▶ Actions to take
A: In the passage on tree roots, what must be done with the synthetic burlap at the time of planting?
B: Reproduce the part of the tree-root passage between "Planting a tree" and "small and contained.", inclusive.

▶ Document passage
__________________________________________________

Many of the outward signs of visible tree decline are directly related to issues in the roots. The roots have vital functions for healthy trees, such as stability and structure, moisture uptake and energy storage.

Planting a tree the right way

Let's start at the beginning. Often, trees are installed wrong. They are planted too deep or too high, or the root ball is not treated properly. A common problem is that nurseries use a synthetic burlap to ball the trees up for transplanting. This synthetic burlap needs to be removed or sliced open at the time of planting to ensure that roots can grow freely into the outer soil area, producing healthy root structure. Trees where the plastic burlap is left on often fall over when the tree grows larger but the root ball remains small and contained.

When the roots aren't happy the tree is not happy. Many common problems with tree roots are caused by caring homeowners trying to help their trees, but they aren't aware of proper cultural practices. Start by protecting the trees roots by keeping vehicles and equipment away from the trunk and roots of the tree. This can prevent injury and future rotting or insect damage by keeping the tree healthy and whole.

__________________________________________________

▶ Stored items

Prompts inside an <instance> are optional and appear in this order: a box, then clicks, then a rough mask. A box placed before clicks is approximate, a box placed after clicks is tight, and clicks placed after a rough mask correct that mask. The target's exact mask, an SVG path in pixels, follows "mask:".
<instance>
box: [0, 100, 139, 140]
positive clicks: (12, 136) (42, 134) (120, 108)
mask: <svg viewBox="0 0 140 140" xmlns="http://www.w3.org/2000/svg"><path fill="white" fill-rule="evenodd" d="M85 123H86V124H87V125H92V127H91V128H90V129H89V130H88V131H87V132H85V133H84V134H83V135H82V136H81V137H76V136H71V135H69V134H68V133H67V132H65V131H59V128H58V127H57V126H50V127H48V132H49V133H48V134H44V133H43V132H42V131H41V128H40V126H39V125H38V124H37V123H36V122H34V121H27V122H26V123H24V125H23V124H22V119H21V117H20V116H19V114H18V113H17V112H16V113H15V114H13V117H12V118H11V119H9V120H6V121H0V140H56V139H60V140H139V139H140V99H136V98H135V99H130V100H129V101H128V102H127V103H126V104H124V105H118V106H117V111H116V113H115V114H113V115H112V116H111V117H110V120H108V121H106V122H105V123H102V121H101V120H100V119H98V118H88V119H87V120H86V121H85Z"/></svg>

__________________________________________________

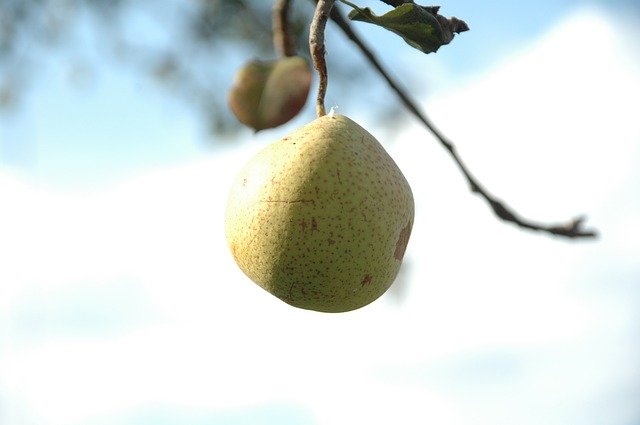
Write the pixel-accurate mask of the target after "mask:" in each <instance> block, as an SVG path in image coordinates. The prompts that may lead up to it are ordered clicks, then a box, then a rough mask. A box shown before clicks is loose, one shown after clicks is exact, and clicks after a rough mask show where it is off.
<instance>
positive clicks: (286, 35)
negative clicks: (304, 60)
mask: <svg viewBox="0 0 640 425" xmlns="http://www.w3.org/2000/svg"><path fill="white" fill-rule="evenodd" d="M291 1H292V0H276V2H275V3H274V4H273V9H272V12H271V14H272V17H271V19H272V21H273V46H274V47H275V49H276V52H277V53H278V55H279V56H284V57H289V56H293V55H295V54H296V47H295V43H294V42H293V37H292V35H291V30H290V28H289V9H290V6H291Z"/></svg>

__________________________________________________

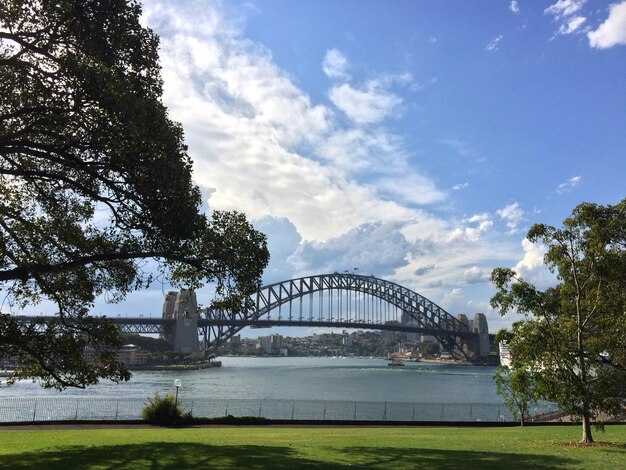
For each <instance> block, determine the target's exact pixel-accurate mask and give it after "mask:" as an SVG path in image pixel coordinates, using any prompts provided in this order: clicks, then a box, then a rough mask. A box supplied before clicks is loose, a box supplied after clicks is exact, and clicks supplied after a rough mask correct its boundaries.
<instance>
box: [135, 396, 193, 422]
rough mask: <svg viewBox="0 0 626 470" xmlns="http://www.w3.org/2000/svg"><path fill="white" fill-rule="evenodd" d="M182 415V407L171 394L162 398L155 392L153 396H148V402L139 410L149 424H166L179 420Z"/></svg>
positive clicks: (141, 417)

__________________________________________________

▶ Answers to the problems
A: It needs to be removed or sliced open.

B:
Planting a tree the right way

Let's start at the beginning. Often, trees are installed wrong. They are planted too deep or too high, or the root ball is not treated properly. A common problem is that nurseries use a synthetic burlap to ball the trees up for transplanting. This synthetic burlap needs to be removed or sliced open at the time of planting to ensure that roots can grow freely into the outer soil area, producing healthy root structure. Trees where the plastic burlap is left on often fall over when the tree grows larger but the root ball remains small and contained.